++++ RECORDS FOR THE EXERCISE
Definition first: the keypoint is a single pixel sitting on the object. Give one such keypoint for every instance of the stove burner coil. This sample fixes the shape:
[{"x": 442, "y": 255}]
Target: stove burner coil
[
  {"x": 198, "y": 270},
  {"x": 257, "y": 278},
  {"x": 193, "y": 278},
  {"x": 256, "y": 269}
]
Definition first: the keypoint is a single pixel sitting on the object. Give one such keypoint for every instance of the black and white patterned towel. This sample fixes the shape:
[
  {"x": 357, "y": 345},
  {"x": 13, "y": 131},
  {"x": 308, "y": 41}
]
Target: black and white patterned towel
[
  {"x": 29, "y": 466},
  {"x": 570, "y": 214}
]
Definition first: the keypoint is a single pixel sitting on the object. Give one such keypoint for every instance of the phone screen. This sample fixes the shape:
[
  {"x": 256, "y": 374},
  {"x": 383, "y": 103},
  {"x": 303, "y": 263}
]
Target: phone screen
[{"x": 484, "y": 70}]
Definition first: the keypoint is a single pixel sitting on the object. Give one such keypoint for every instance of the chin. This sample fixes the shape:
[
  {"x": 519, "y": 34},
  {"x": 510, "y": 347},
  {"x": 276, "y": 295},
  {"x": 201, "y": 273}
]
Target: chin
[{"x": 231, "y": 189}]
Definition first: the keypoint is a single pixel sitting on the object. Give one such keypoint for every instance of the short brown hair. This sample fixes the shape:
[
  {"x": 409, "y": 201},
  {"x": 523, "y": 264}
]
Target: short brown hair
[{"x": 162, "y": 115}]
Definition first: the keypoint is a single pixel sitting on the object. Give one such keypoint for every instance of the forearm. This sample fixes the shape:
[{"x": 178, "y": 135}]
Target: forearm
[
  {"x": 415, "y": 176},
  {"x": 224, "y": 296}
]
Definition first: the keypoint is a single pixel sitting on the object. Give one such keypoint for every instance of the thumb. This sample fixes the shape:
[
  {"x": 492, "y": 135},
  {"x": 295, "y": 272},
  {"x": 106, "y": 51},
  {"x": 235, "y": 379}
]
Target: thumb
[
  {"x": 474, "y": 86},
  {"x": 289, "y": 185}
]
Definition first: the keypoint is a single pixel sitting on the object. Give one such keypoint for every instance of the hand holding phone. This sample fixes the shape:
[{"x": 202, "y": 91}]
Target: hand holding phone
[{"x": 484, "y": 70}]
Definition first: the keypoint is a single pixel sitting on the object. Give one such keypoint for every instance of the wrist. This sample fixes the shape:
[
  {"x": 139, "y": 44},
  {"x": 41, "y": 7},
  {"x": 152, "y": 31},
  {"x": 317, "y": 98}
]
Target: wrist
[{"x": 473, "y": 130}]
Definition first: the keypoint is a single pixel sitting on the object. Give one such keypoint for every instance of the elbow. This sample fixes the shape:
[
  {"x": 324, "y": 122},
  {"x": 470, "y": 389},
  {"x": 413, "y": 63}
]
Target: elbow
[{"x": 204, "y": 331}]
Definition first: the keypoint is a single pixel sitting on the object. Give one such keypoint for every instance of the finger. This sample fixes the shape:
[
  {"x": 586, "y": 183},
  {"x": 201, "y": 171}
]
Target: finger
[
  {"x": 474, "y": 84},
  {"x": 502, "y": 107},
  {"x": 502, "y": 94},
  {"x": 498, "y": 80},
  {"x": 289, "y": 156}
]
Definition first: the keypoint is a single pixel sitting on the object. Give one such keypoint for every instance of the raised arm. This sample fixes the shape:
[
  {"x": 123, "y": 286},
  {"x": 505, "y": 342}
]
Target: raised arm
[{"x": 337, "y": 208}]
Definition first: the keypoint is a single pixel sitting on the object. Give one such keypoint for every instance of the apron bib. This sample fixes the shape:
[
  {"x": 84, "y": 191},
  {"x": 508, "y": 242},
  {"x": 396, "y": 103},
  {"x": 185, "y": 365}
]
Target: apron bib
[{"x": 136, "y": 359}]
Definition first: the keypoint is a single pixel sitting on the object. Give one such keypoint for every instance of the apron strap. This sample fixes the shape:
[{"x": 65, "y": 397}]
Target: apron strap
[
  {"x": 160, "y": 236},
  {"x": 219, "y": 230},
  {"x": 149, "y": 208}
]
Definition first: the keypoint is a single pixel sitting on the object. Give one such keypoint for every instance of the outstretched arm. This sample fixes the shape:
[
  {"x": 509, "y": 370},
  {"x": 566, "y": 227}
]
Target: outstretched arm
++++++++
++++ RECORDS FOR THE EXERCISE
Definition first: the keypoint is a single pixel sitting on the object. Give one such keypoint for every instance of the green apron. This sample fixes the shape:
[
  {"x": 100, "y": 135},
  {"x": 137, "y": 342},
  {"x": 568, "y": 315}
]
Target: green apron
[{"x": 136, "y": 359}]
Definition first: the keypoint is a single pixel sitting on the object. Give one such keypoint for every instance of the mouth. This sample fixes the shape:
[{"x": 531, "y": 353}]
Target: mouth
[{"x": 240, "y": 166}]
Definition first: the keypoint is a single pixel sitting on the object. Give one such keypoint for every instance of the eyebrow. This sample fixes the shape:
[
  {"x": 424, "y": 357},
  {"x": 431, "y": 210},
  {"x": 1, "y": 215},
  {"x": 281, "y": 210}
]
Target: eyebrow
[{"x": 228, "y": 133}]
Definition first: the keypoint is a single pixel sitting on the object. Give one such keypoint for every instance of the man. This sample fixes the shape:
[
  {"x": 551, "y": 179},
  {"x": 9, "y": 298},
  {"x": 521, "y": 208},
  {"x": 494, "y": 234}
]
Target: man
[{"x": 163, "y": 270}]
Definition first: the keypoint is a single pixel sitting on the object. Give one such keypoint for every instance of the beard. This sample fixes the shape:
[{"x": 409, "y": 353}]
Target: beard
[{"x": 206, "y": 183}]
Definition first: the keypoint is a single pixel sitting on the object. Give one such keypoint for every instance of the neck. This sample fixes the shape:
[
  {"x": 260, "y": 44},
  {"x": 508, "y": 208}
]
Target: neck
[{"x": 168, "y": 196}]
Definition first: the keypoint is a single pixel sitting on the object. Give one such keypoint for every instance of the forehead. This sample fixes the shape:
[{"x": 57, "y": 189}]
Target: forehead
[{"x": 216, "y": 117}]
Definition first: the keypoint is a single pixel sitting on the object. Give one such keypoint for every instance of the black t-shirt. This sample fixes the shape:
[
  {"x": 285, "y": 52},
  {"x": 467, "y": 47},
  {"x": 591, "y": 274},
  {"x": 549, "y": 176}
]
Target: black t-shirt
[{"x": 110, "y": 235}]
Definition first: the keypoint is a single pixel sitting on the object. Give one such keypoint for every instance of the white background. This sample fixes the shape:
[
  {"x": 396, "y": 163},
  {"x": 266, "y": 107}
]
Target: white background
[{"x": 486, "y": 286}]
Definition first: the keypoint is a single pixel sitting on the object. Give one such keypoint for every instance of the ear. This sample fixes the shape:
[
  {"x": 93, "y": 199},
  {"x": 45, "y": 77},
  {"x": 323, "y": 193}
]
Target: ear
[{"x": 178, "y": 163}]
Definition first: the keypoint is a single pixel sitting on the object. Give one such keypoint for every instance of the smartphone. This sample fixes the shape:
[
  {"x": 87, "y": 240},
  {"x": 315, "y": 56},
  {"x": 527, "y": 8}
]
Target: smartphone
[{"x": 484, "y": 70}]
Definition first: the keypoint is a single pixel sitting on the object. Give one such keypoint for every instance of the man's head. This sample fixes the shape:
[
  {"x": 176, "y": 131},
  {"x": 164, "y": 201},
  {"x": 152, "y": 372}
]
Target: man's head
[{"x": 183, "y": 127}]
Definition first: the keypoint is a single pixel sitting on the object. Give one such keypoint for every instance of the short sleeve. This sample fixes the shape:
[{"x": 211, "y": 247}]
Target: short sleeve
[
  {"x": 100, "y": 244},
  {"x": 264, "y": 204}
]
++++++++
++++ RECORDS FOR THE EXERCISE
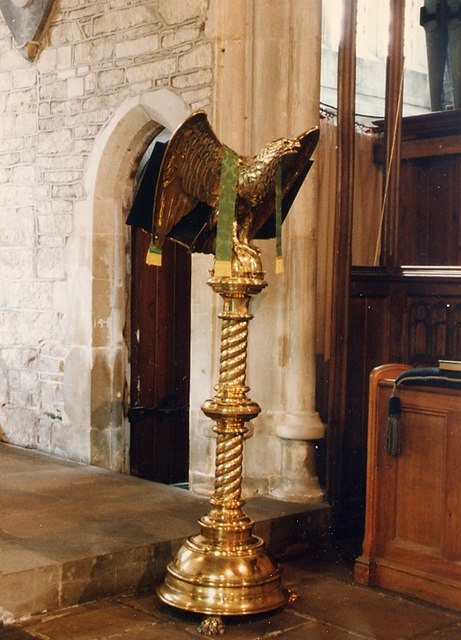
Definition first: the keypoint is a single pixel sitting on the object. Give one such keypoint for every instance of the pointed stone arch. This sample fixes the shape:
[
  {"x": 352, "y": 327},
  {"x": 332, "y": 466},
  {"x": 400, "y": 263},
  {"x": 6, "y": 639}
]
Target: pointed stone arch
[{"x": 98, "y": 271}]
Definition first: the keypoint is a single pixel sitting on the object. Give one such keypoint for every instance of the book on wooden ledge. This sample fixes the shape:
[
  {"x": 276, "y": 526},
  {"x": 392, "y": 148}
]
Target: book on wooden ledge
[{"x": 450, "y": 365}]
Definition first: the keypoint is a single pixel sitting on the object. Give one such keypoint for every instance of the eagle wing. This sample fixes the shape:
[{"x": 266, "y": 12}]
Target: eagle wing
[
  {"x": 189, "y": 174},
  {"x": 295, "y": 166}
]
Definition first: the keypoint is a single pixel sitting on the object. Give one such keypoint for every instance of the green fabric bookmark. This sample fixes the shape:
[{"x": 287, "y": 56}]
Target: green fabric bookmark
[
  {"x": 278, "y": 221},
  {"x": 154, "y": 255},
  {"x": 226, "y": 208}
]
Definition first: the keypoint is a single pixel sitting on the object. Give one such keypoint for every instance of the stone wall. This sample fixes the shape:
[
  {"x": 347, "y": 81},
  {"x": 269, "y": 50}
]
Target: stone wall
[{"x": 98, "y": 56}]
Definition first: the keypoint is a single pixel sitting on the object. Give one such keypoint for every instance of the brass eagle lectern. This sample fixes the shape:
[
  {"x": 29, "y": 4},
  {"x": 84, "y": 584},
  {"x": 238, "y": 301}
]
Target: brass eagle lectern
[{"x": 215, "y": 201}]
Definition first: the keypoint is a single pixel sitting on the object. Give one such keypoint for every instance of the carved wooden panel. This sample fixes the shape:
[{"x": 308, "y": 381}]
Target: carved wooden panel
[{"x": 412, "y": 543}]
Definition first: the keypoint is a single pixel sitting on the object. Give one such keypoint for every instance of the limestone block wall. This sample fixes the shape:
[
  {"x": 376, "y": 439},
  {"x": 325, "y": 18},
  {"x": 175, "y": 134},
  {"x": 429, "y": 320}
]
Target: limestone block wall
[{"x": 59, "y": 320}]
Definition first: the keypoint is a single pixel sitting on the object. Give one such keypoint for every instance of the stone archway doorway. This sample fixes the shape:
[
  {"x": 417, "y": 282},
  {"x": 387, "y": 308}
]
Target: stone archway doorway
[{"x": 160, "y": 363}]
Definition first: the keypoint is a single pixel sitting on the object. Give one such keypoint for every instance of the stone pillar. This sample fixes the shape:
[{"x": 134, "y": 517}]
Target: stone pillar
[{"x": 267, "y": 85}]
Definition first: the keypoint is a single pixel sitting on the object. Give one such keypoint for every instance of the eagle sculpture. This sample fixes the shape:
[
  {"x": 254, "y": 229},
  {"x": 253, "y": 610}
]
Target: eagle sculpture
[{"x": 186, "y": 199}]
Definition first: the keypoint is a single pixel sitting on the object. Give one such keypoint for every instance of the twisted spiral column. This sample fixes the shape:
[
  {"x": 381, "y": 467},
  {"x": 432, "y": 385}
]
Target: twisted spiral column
++++++++
STATED EXERCISE: Count the lines of the records above that contain the string "elbow", and give only that number.

EXPECTED OUTPUT: 2